— Start Passage shown —

401(k) PROFIT SHARING PLAN

Notes to Financial Statements

December 31, 2001 and 2000

(1)    Description of Plan
 
     The following description of the American National Financial, Inc. (the Company) 401(k) Profit Sharing Plan (the Plan) provides only general information. Participants should refer to the Plan agreement for a more complete description of the Plan’s provisions.

        (a)    General
 
             The Plan is a defined contribution Plan covering employees of the Company who are at least 18 years of age and have completed 3 months of service and elect to participate in the Plan. Employees covered under a collective bargaining agreement, temporary employees, and leased employees are not eligible to participate in the Plan. Any employee not regularly scheduled to work at least 20 hours per week shall be excluded from the Plan unless such employee actually completes one year of service, which is defined as 1,000 hours of service. The Plan is subject to the provisions of the Employee Retirement Income Security Act of 1974 (ERISA).
 
        (b)    Plan Mergers
 
             The accompanying statement of changes in net assets available for benefits includes a transfer into the Plan of $63,880 from the Emerald Mortgagee Assistance Company, LLC 401(k) Profit Sharing Plan (Emerald Mortgagee Plan). This transfer is a result of the merger of the Emerald Mortgagee Plan effective August 31, 2001.
 
        (c)    Contributions
 
             Each year, participants may contribute up to 15% of their pretax annual compensation, as defined by the Plan. Participants may also contribute amounts representing distributions from other qualified plans. The Plan does not provide for employer contributions. Contributions are subject to certain limitations.

— End Passage shown —

Tasks and exercises:
#1 In the 401(k) plan notes, copy the passage from "(a)    General" up to and including "of 1974 (ERISA).".
#2 Rewrite the entries from the line with "A point marks every instance of the hat brim" up to and including the final line of the entries, requests included. Multiply each answer point coordinate by 0.85 and round it to a whole number with halves up, leave the sample coordinates in the requests as they are, and give only these lines.

— Start Records for processing —

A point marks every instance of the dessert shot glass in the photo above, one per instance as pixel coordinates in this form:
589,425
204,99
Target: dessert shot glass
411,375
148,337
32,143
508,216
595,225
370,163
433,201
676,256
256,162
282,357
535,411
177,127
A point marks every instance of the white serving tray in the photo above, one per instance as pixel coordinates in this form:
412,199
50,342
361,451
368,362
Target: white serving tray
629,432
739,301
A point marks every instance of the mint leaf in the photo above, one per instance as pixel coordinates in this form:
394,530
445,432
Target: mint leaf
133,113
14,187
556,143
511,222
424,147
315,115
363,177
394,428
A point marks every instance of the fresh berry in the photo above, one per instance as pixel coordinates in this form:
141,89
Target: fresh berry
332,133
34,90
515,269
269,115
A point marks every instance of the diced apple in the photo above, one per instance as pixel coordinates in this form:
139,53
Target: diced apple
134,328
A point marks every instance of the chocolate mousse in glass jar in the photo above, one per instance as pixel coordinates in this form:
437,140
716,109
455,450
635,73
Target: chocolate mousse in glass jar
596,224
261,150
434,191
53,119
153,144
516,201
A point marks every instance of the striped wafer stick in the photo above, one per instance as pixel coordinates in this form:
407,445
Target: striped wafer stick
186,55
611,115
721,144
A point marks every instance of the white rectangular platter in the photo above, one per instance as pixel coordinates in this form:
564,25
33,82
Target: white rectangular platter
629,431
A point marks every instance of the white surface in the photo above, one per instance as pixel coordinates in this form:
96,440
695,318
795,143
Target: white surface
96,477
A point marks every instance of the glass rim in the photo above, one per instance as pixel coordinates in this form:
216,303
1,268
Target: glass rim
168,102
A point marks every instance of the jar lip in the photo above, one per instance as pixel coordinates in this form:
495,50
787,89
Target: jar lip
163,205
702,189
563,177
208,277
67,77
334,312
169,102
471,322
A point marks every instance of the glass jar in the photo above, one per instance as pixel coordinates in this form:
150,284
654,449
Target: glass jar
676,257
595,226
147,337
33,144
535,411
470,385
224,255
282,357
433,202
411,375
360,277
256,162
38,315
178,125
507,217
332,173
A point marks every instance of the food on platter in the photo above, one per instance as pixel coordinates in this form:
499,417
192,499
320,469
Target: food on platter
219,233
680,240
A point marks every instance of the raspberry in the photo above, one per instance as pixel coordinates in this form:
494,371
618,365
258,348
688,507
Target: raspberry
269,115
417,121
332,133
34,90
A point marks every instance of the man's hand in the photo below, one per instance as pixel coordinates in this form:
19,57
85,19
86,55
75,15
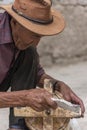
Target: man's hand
39,99
69,95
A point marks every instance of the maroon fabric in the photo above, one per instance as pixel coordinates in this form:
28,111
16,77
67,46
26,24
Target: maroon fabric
7,48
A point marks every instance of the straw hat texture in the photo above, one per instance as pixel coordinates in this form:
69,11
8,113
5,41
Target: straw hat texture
36,16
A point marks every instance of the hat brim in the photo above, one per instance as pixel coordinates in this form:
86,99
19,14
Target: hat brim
53,28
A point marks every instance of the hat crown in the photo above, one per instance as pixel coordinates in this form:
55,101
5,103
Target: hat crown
39,10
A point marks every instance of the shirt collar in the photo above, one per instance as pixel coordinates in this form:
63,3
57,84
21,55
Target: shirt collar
5,29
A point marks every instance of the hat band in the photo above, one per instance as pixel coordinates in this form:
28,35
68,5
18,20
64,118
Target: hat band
31,19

— End Records for processing —

Task-by-task results:
#1
(a)    General
 
             The Plan is a defined contribution Plan covering employees of the Company who are at least 18 years of age and have completed 3 months of service and elect to participate in the Plan. Employees covered under a collective bargaining agreement, temporary employees, and leased employees are not eligible to participate in the Plan. Any employee not regularly scheduled to work at least 20 hours per week shall be excluded from the Plan unless such employee actually completes one year of service, which is defined as 1,000 hours of service. The Plan is subject to the provisions of the Employee Retirement Income Security Act of 1974 (ERISA).

#2
A point marks every instance of the hat brim in the photo above, one per instance as pixel coordinates in this form:
86,99
19,14
Target: hat brim
45,24
A point marks every instance of the hat crown in the photo above, one per instance as pixel coordinates in this form:
55,101
5,103
Target: hat crown
33,9
A point marks every instance of the shirt collar in the photo above, one per instance as pixel coordinates in this form:
63,3
57,84
21,55
Target: shirt collar
4,25
A point marks every instance of the hat band in the photo above, one per instance as pixel coordinates in this form:
28,35
68,5
18,20
64,118
Target: hat band
26,16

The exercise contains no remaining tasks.